### PASSAGE FOR REVIEW

Last week, FDA announced that it will provide a grant of up to $1 million for the use of electronic health record data to determine the safety of drugs after they have reached the market, Clinical Innovation & Technology reports (Walsh, Clinical Innovation & Technology, 4/21).
FDA intends for the grant recipient to turn large amounts of EHR data from the agency’s Mini-Sentinel project into figures that can be used to continuously assess the risks and benefits of postmarket drugs and determine clear safety trends (FDANews, 4/21).
FDA in December 2014 announced plans to create a database through the Mini-Sentinel program, a pilot project of FDA’s Sentinel surveillance system. The program used EHR and claims data to monitor the safety of medical products regulated by the agency. Eighteen large U.S. health care groups — including Aetna, Humana and Kaiser Permanente — served as data partners for the pilot program (iHealthBeat, 1/5). The program helped to create an EHR database with access to more than 150 million patient EHRs, called the Sentinel Distributed Database (FDA grant notice, 4/15).
Additional Grant Details
FDA said that the grant recipient should aim to use the EHR data while also being aware of the information’s limitations and accounting for observational studies’ biases (FDANews, 4/21).
The agency has limited eligibility of the grant to the Reagan-Udall Foundation’s Innovations in Medical Evidence Development and Surveillance-Methods program.

######

Transcribe word for word the part of the FDA grant report starting with "The agency has" and going on through "and Surveillance-Methods program.".

### EXTRACTED RECORDS

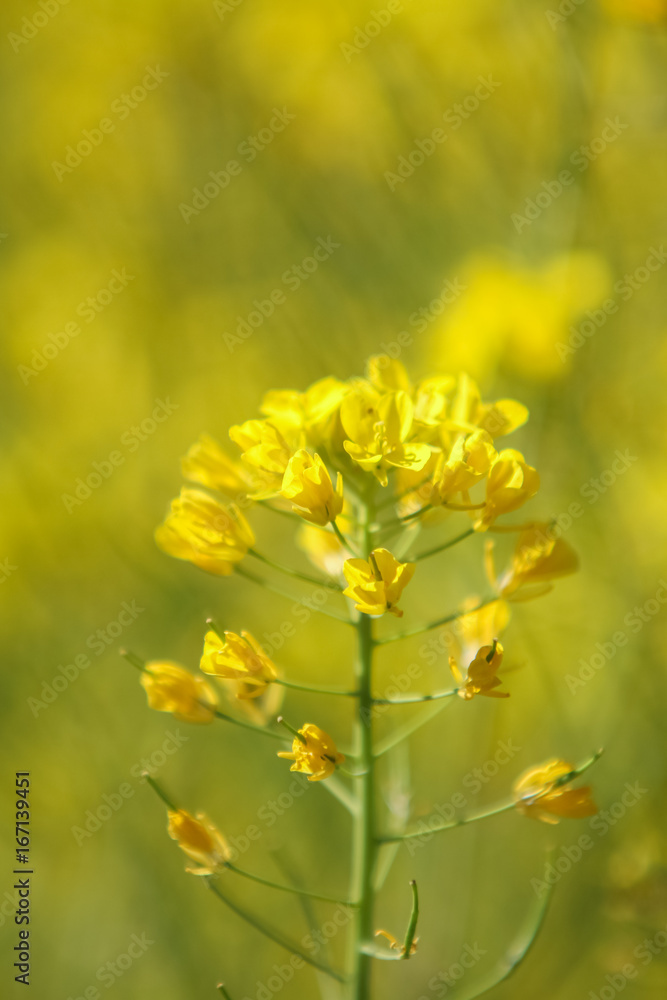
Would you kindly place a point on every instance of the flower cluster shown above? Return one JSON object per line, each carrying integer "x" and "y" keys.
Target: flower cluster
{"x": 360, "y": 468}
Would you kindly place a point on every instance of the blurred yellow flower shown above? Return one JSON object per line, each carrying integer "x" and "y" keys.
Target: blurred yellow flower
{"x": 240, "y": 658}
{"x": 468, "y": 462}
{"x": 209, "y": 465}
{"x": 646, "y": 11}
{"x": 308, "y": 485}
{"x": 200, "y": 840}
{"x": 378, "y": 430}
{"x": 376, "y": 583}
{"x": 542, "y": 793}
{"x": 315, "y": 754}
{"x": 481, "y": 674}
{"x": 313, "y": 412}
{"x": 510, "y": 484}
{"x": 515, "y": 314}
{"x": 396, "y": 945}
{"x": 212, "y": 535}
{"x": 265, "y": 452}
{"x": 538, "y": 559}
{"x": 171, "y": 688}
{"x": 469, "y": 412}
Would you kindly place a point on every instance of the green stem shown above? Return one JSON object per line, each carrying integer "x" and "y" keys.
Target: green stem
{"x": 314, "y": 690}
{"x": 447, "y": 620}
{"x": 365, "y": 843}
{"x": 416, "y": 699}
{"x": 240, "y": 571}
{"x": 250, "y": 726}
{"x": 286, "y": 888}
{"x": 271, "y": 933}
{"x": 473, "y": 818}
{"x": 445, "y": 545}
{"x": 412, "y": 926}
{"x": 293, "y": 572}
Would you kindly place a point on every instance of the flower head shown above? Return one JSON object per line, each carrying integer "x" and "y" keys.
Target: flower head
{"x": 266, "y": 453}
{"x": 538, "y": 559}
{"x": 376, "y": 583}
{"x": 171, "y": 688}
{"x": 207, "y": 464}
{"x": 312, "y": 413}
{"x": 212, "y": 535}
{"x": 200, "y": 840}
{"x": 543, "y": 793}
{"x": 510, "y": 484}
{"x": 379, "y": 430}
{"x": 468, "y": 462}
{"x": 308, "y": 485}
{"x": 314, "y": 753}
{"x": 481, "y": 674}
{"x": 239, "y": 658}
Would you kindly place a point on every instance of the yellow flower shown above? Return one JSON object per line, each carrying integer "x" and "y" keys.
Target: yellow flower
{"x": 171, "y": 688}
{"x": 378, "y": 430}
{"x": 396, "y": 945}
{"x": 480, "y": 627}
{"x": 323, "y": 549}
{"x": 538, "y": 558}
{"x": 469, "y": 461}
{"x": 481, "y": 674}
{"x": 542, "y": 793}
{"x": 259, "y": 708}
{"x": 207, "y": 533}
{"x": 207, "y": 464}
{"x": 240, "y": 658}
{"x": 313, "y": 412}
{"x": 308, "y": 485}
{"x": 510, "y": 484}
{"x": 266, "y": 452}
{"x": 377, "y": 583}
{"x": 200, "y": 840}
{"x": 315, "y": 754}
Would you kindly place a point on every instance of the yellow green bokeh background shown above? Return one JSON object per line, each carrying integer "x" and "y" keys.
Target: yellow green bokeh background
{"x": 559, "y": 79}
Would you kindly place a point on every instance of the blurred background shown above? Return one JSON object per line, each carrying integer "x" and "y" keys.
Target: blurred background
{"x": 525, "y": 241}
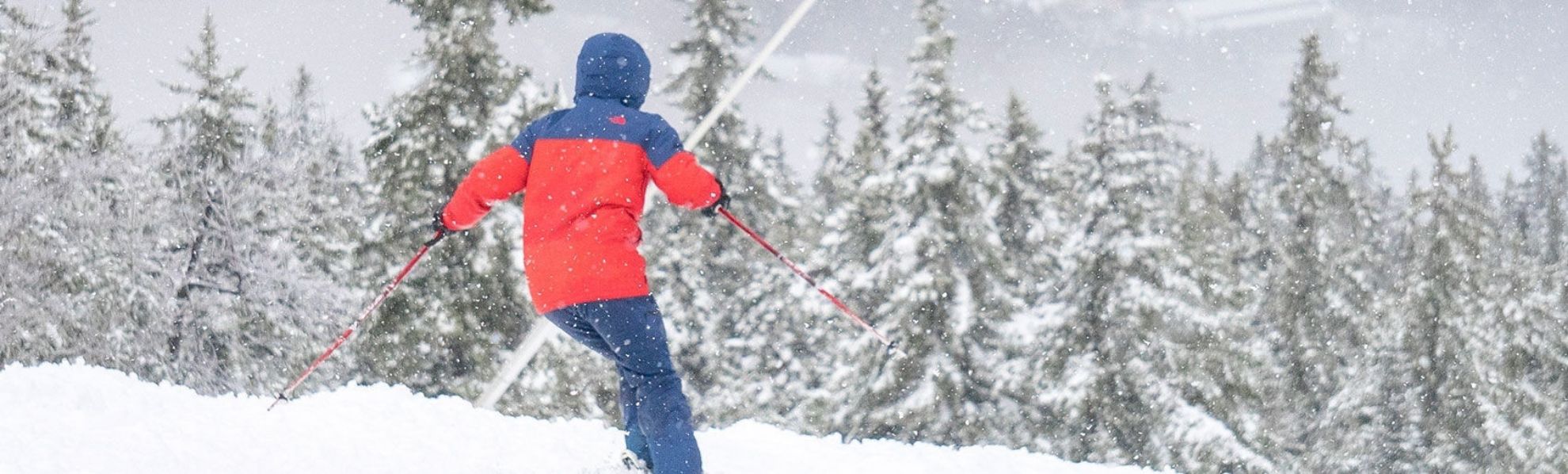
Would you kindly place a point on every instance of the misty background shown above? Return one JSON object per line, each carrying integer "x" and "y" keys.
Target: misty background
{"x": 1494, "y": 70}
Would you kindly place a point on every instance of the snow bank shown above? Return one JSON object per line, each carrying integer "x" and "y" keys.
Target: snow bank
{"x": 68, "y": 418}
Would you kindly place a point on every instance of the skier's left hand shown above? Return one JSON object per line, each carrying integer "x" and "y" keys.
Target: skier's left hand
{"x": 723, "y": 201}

######
### EXTRACTED RECORDS

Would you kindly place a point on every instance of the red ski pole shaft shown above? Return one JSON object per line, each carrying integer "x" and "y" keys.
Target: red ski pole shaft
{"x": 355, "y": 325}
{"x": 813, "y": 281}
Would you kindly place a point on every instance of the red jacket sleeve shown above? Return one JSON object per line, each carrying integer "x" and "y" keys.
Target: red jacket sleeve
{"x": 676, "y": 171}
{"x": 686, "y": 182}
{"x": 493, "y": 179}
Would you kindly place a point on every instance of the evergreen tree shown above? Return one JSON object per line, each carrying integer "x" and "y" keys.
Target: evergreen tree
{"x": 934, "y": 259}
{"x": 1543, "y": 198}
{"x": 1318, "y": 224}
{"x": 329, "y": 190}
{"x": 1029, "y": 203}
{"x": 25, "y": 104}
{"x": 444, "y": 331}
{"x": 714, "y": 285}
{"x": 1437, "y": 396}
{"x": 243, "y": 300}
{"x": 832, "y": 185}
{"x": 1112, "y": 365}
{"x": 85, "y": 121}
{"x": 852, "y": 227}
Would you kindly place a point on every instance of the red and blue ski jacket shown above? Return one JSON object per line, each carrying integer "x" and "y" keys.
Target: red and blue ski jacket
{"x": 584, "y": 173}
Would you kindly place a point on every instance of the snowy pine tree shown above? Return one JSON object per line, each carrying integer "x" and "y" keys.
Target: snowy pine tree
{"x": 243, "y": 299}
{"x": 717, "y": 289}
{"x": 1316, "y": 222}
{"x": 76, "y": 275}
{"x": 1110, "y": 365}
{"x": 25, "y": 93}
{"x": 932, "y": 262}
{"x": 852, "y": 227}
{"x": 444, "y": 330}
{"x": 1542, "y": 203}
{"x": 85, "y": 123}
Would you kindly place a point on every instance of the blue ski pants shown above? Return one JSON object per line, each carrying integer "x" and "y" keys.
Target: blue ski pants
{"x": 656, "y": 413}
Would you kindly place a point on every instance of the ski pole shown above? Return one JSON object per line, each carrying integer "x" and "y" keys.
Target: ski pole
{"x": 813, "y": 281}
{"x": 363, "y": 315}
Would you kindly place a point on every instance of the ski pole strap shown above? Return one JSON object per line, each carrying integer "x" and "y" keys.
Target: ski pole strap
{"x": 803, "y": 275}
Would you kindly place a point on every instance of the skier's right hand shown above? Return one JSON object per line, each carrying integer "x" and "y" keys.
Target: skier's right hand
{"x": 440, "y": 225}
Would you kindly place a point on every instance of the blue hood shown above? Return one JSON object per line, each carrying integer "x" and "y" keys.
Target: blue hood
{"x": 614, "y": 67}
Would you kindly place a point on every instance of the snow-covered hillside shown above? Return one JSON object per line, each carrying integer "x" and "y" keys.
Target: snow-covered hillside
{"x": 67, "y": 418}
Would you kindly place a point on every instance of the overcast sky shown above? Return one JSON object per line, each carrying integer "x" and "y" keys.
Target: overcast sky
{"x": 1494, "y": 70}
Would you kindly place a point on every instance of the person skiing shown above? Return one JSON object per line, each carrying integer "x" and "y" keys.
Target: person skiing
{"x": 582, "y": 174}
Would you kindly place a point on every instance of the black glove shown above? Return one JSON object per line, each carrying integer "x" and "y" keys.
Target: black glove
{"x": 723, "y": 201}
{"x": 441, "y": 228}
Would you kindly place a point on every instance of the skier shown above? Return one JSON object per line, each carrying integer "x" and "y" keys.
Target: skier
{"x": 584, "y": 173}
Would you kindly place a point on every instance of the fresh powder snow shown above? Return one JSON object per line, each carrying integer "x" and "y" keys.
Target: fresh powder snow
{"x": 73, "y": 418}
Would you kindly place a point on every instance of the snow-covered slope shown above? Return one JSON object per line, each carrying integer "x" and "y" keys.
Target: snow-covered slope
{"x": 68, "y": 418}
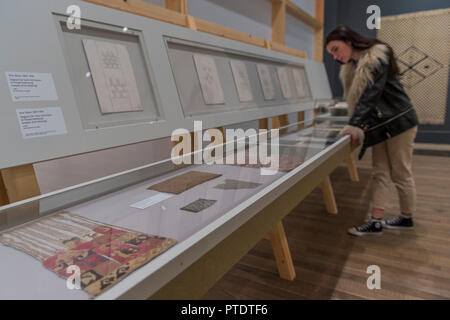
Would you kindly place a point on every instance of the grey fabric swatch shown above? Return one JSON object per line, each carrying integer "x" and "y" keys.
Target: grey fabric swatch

######

EXERCISE OUTPUT>
The agency has limited eligibility of the grant to the Reagan-Udall Foundation’s Innovations in Medical Evidence Development and Surveillance-Methods program.